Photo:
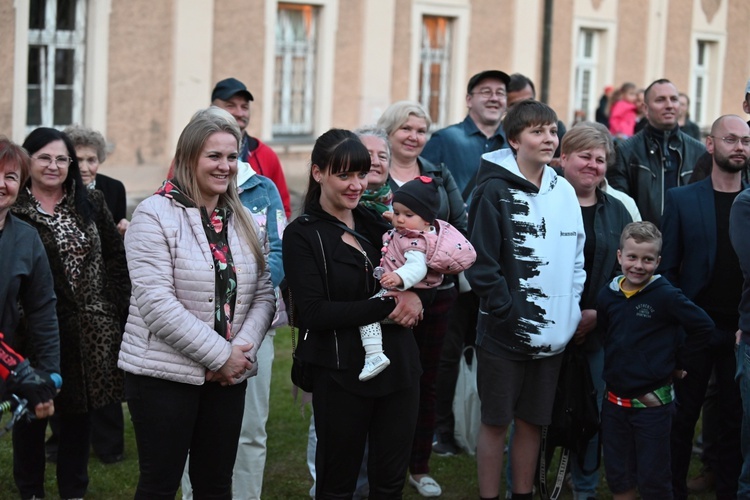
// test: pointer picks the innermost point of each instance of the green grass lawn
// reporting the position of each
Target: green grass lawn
(286, 475)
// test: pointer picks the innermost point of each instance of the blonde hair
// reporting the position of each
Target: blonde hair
(588, 135)
(202, 125)
(399, 112)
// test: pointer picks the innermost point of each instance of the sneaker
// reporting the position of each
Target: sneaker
(445, 446)
(427, 487)
(374, 365)
(705, 481)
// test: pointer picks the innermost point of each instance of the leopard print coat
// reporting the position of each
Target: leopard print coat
(91, 314)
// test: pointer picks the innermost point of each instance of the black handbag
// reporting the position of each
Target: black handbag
(302, 372)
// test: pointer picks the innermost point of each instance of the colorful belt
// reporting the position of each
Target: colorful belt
(658, 397)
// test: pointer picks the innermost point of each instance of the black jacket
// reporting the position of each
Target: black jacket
(610, 219)
(114, 194)
(638, 169)
(26, 281)
(331, 284)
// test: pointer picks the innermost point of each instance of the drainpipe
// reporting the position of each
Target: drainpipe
(546, 50)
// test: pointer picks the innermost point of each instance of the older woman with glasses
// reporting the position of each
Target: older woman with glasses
(87, 259)
(91, 151)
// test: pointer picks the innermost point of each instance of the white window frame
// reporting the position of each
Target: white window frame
(586, 97)
(442, 57)
(460, 13)
(289, 51)
(54, 40)
(324, 64)
(93, 101)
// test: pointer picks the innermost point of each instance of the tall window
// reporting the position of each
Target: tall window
(435, 58)
(700, 82)
(586, 62)
(294, 79)
(56, 62)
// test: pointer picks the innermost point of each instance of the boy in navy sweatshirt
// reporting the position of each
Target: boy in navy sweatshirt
(645, 319)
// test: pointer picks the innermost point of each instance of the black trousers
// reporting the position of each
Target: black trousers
(343, 421)
(72, 456)
(171, 419)
(690, 392)
(462, 331)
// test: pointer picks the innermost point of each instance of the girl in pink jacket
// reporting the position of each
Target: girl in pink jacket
(416, 253)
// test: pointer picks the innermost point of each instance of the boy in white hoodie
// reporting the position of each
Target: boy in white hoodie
(526, 226)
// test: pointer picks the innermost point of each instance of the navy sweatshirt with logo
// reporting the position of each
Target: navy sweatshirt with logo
(642, 335)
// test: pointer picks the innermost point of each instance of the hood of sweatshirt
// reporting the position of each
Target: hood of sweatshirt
(501, 164)
(655, 282)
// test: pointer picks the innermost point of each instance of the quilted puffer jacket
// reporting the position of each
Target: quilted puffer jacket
(170, 330)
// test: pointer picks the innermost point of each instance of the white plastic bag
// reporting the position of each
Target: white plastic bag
(466, 406)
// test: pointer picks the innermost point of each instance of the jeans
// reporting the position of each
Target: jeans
(635, 442)
(72, 456)
(247, 480)
(743, 377)
(584, 485)
(172, 418)
(462, 331)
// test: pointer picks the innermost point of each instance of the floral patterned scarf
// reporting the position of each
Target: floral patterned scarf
(379, 199)
(215, 226)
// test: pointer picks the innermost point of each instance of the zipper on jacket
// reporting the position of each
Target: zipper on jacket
(336, 343)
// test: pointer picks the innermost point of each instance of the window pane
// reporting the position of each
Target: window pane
(435, 65)
(294, 74)
(37, 56)
(33, 105)
(64, 70)
(63, 106)
(36, 14)
(66, 15)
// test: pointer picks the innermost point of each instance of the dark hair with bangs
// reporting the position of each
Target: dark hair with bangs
(336, 151)
(13, 154)
(527, 113)
(42, 136)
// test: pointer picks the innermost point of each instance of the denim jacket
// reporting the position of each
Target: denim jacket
(260, 195)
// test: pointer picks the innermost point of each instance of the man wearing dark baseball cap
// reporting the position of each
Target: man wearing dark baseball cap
(460, 147)
(232, 95)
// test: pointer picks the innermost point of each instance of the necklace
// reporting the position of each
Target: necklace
(379, 271)
(368, 267)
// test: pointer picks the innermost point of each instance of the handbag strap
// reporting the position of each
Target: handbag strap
(562, 468)
(289, 292)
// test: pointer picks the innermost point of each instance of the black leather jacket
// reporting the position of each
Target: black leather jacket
(639, 171)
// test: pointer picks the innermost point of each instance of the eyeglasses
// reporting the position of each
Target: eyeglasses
(60, 161)
(488, 93)
(733, 139)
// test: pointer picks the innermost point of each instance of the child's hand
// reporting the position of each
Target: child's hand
(679, 374)
(391, 280)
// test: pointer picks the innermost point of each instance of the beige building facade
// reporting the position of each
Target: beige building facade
(138, 69)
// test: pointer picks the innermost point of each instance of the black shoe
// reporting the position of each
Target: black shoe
(445, 446)
(111, 459)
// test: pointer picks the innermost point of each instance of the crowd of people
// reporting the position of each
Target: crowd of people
(623, 239)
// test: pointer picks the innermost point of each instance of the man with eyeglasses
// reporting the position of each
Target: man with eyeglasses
(703, 165)
(698, 257)
(232, 96)
(460, 147)
(659, 157)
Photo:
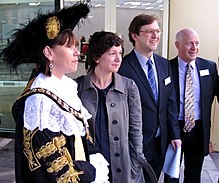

* _Task_
Return only the lines from the start of the data through the line that contains "the boy in navy sweatshirt", please, copying them exactly and omitting all pictures.

* _Task result_
Photo:
// test: pointer picks the innermost point of each instance of the green grass lawn
// reporting the position of each
Target: green grass lawn
(286, 475)
// test: pointer picks the innermost point of each instance of the blonde hair
// reporting the position of each
Target: blonde hair
(588, 135)
(202, 125)
(399, 112)
// test: pointer picks the innermost point of each instance of the sneaker
// reporting the position of each
Target: sneaker
(445, 446)
(427, 487)
(374, 365)
(705, 481)
// test: pointer picks the innermost point of each instance of the leopard print coat
// reporting the position of each
Target: leopard print coat
(91, 314)
// test: pointer picks the innermost point of each instance of the black handbag
// reporting the position of each
Target: black handbag
(302, 372)
// test: pointer picks the innermost point of each instance of the colorful belt
// reporting the position of each
Target: colorful belt
(658, 397)
// test: pointer picks the innermost point of each instance of the black jacket
// reporting the position of each
Target: black jacket
(610, 219)
(114, 194)
(638, 169)
(26, 281)
(331, 284)
// test: pointer picks the innermost point of each instance of the drainpipe
// reporting the position of each
Target: drainpipe
(546, 50)
// test: pointer picks the innermost point of each instance of the older woman with glasses
// reporting the position of each
Target: older woman with glasses
(87, 259)
(91, 151)
// test: pointer picks the innermost point of each instance of the white window frame
// reporting the position of each
Target: white window frame
(586, 97)
(442, 57)
(460, 13)
(289, 51)
(54, 40)
(324, 64)
(93, 101)
// test: pointer picks the innermost point of each instance of the tall window
// reporting the position of each
Target: tall window
(435, 58)
(700, 82)
(586, 62)
(294, 79)
(56, 62)
// test: pointer picks the innermost point of each instance of the boy in navy sweatshirt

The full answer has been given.